**Records to use:**
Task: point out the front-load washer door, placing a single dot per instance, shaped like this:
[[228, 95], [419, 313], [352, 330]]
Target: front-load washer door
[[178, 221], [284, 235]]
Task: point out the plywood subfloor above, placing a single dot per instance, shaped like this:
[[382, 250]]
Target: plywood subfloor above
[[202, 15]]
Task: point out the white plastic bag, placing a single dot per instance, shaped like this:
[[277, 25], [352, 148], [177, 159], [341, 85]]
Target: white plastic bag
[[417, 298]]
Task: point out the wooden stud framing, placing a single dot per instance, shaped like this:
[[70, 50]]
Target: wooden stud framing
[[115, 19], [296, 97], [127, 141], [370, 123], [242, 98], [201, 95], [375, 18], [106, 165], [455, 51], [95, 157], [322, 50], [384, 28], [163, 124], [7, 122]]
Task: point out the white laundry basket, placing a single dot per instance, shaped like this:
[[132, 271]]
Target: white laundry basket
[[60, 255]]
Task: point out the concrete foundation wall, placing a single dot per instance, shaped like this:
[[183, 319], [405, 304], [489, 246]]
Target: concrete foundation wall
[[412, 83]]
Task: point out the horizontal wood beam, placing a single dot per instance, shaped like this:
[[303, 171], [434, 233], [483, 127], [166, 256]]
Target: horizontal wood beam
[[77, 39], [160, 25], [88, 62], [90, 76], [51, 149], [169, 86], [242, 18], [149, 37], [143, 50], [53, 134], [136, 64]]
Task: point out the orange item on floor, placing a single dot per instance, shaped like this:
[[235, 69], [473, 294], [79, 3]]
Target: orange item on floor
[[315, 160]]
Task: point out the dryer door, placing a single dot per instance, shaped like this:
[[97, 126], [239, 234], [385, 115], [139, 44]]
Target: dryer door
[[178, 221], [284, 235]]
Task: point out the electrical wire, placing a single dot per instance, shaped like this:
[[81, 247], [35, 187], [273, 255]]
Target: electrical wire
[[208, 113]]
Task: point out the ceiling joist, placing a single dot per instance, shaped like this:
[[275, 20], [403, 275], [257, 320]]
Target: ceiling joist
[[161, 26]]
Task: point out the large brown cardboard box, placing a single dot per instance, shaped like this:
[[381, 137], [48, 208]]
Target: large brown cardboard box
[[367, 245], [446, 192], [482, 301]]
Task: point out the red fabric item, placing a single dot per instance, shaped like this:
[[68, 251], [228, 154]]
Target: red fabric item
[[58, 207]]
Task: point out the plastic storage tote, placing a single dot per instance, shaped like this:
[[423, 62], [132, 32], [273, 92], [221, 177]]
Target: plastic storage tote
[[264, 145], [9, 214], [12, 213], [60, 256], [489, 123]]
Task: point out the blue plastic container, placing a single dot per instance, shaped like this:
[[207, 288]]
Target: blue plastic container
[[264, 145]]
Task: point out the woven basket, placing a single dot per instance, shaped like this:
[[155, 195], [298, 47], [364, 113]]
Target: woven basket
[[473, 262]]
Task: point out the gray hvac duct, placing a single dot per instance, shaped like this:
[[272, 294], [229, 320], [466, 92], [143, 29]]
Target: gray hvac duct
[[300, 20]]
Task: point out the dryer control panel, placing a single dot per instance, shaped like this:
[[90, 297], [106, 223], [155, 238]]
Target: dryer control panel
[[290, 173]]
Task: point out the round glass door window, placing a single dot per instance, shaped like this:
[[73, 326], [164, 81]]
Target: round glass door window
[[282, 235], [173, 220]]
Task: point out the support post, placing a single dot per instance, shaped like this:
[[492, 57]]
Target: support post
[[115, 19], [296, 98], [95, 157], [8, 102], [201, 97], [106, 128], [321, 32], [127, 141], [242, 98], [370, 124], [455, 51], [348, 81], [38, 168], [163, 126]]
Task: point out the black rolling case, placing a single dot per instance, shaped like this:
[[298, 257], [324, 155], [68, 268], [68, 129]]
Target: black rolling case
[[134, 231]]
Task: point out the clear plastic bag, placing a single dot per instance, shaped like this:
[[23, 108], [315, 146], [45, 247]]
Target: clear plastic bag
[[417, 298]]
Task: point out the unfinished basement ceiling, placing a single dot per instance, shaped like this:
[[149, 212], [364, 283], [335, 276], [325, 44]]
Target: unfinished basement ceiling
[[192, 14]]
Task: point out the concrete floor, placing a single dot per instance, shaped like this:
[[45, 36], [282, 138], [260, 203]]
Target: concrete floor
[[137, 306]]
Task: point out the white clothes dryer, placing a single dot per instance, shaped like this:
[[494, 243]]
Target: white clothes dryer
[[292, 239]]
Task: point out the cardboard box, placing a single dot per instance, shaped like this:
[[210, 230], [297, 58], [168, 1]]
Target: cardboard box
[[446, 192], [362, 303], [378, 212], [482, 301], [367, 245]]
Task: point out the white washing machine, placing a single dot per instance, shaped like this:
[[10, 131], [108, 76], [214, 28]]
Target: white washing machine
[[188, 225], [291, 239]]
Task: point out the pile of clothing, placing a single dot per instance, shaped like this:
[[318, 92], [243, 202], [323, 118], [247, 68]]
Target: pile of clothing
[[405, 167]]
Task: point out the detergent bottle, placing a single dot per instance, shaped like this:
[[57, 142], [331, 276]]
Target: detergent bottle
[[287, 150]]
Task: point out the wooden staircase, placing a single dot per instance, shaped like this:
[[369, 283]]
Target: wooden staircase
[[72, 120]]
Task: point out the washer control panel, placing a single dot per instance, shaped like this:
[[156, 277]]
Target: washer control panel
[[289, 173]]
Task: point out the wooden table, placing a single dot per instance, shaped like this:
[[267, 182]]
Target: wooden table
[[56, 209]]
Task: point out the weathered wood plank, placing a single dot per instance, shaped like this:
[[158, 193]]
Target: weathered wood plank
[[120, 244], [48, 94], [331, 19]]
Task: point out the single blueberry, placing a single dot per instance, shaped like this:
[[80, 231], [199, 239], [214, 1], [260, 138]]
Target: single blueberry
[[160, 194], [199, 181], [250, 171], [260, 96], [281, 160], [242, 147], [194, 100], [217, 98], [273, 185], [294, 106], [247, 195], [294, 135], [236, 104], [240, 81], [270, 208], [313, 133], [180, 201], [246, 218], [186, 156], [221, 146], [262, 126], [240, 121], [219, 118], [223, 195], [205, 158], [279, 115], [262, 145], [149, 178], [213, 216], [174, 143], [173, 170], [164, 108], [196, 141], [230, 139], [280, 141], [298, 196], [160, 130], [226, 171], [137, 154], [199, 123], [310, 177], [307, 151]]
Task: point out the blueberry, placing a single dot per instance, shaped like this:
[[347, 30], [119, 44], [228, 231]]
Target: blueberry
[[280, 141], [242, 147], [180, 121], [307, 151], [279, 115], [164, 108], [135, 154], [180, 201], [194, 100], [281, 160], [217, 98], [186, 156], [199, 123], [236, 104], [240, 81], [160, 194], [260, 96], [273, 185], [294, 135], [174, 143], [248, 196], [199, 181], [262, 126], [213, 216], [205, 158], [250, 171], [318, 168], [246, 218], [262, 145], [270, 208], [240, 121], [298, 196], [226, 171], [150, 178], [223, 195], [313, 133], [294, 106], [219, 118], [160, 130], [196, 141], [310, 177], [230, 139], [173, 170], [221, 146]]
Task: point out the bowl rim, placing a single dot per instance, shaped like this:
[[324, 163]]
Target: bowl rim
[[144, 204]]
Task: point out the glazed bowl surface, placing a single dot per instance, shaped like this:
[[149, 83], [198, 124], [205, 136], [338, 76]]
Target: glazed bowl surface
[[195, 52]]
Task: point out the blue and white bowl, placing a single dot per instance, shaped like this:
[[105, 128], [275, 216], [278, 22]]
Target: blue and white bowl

**Exercise objective:** Please quote the records above exactly, without skipping a line.

**Exercise output:**
Task: point out the front-load washer door, placing a single dot per instance, shaped like this:
[[228, 95], [419, 313], [352, 330]]
Target: front-load washer door
[[178, 221], [284, 235]]
Task: point out the plywood subfloor above, placing a single dot per instance, shaped like this:
[[382, 250]]
Target: plywood subfloor above
[[202, 15]]
Task: point out the white plastic bag, placing a single dot per instance, shaped like this:
[[277, 25], [352, 148], [177, 159], [341, 85]]
Target: white plastic bag
[[417, 298]]
Task: point out the wooden stud framing, placing a single dot per instance, shaped like this:
[[70, 50]]
Target: wooden stud framing
[[115, 19], [296, 97], [127, 141], [370, 123], [242, 98], [201, 95], [375, 18], [106, 165], [455, 51], [95, 157], [322, 50], [384, 28], [163, 124], [7, 122]]
Task: point out the white laundry basket, placing a single dot per instance, shaped like this:
[[132, 271]]
Target: white laundry basket
[[60, 255]]
Task: point out the concrete foundation wall, placing a single dot per instance, shaped like this:
[[183, 319], [405, 304], [489, 246]]
Target: concrete foundation wall
[[412, 83]]
Task: point out the horizontal wood beam, placing a single dot per instance, shaped like this:
[[303, 171], [434, 233], [483, 127], [166, 256]]
Target: horizontal wood beam
[[77, 39], [160, 25], [88, 62], [90, 76], [51, 149], [169, 86], [242, 18], [149, 37], [143, 50], [53, 134], [136, 64]]
Task: point out the orange item on floor, placing a single dot per instance, shaped like this:
[[235, 69], [473, 294], [79, 3]]
Target: orange item on floor
[[315, 160]]
Task: point out the dryer door, placing a single dot per instance, shaped like this:
[[97, 126], [239, 234], [385, 115], [139, 44]]
Target: dryer door
[[178, 221], [284, 235]]
Task: point out the electrical wire, placing a single dot per instance, shaped like this:
[[81, 247], [35, 187], [273, 255]]
Target: electrical wire
[[208, 113]]
Task: point out the ceiling joist, placing a single dot per instance, shaped like this:
[[275, 20], [403, 275], [257, 320]]
Target: ceiling joist
[[161, 26]]
Task: point out the large brown cardboard box, placing a single dot per instance, shaped like this:
[[381, 137], [48, 208]]
Target: large brown cardboard box
[[367, 245], [446, 192], [482, 301]]
Task: point out the red fabric item, placing a single dot per instance, shaped like this:
[[68, 251], [228, 154]]
Target: red fabric item
[[58, 207]]
Task: point out the plastic storage tote, placing a single dot per instance, shaped like this:
[[423, 62], [132, 32], [273, 92], [221, 177]]
Target: plastic storage tote
[[264, 145], [9, 214], [12, 213], [60, 256], [489, 123]]
Task: point out the blue plastic container, placing a single dot per instance, shaped like this:
[[207, 288]]
Target: blue plastic container
[[264, 145]]
Task: point out the woven basket, placing a single dot per instance, shaped like this:
[[155, 195], [298, 47], [364, 113]]
Target: woven basket
[[473, 262]]
Task: point out the gray hvac duct, placing a single dot per instance, shaped like this:
[[272, 294], [229, 320], [466, 92], [143, 29]]
Target: gray hvac duct
[[300, 20]]
Task: point out the dryer control panel, placing a single dot per instance, shaped like this:
[[90, 297], [106, 223], [155, 238]]
Target: dryer control panel
[[290, 173]]
Task: point out the round glass door window, placing a single dot per instance, shaped like this:
[[73, 326], [164, 81]]
Target: round glass door window
[[282, 235], [173, 220]]
Task: point out the support post, placing a single dot per instance, shaped like this:
[[492, 57]]
Target: support post
[[115, 19], [296, 98], [95, 157], [8, 102], [201, 97], [106, 128], [321, 32], [127, 141], [242, 98], [370, 124], [455, 51], [348, 81], [38, 168], [163, 126]]
Task: point out the black rolling case, placing a single dot per instance, shaped like this:
[[298, 257], [324, 155], [68, 268], [68, 129]]
Target: black rolling case
[[134, 231]]
Task: point out the clear plastic bag, placing a single dot per instance, shaped like this:
[[23, 108], [315, 146], [45, 247]]
Target: clear plastic bag
[[417, 298]]
Task: point out the unfinished basement ceiling, placing a single dot per instance, shaped like this:
[[149, 212], [364, 283], [335, 276], [325, 44]]
Target: unfinished basement ceiling
[[192, 14]]
Task: point out the concrete floor, placing a single dot per instance, shaped like this:
[[45, 36], [282, 138], [260, 203]]
Target: concrete floor
[[137, 306]]
Task: point out the white clothes dryer, placing a single dot per instance, shaped like this:
[[494, 243]]
Target: white clothes dryer
[[292, 239]]
Task: point out the cardboard box, placing a single dot per instance, shaped like this:
[[210, 230], [297, 58], [168, 1]]
Target: cardboard box
[[446, 192], [362, 303], [378, 212], [482, 301], [367, 245]]
Task: point out the white washing machine, placing a single dot per instance, shaped like this:
[[10, 131], [108, 76], [214, 28]]
Target: white washing machine
[[188, 225], [291, 239]]
Task: point out the pile of clothing, placing a single dot per instance, shaped like this:
[[318, 92], [243, 202], [323, 118], [247, 68]]
Target: pile of clothing
[[405, 167]]
Task: point out the detergent bottle, placing a single dot per instance, shaped like this:
[[57, 142], [331, 276]]
Target: detergent bottle
[[287, 150]]
Task: point out the wooden staircase, placing a single dot per instance, shaped like this:
[[369, 283]]
Target: wooden staircase
[[72, 120]]
Task: point out the washer control panel, placing a single dot per instance, shaped like this:
[[156, 277]]
Target: washer control panel
[[289, 173]]
Task: point out the wooden table, placing a single dot per instance, shaped like this:
[[267, 182]]
Target: wooden table
[[56, 209]]
Task: point out the weathered wood plank, placing a single dot per instance, shaped like this:
[[158, 193]]
Target: weathered wood plank
[[120, 244], [48, 94], [331, 19]]
Task: point out the single blueberry, placing a single dot per instance, shaped like this:
[[80, 231], [199, 239], [214, 1], [260, 138]]
Target: single blueberry
[[160, 194], [199, 181], [250, 171], [260, 96], [281, 160], [242, 147], [194, 100], [217, 98], [273, 185], [294, 106], [247, 195], [294, 135], [236, 104], [240, 81], [270, 208], [313, 133], [180, 201], [246, 218], [186, 156], [221, 146], [262, 126], [240, 121], [219, 118], [223, 195], [205, 158], [279, 115], [262, 145], [149, 178], [213, 216], [174, 143], [173, 170], [164, 108], [196, 141], [230, 139], [280, 141], [298, 196], [160, 130], [226, 171], [137, 154], [199, 123], [310, 177], [307, 151]]
Task: point out the blueberry, placing a single dot per instance, shaped like this:
[[347, 30], [119, 44], [228, 231]]
Target: blueberry
[[280, 141], [242, 147], [180, 121], [307, 151], [279, 115], [164, 108], [135, 154], [180, 201], [194, 100], [281, 160], [217, 98], [186, 156], [199, 123], [236, 104], [240, 81], [160, 194], [260, 96], [273, 185], [294, 135], [174, 143], [248, 196], [199, 181], [262, 126], [213, 216], [205, 158], [250, 171], [318, 168], [246, 218], [262, 145], [270, 208], [240, 121], [298, 196], [226, 171], [150, 178], [223, 195], [313, 133], [294, 106], [219, 118], [160, 130], [196, 141], [310, 177], [230, 139], [173, 170], [221, 146]]
Task: point out the bowl rim, placing a single dot per instance, shaped like this:
[[324, 163]]
Target: bowl rim
[[144, 204]]
Task: point out the glazed bowl surface, placing a single dot per instance, shaped like this:
[[149, 83], [198, 124], [205, 136], [338, 76]]
Target: glazed bowl surface
[[195, 52]]
Task: point out the blue and white bowl, placing a single dot per instance, shaped like this:
[[105, 128], [275, 216], [278, 22]]
Target: blue and white bowl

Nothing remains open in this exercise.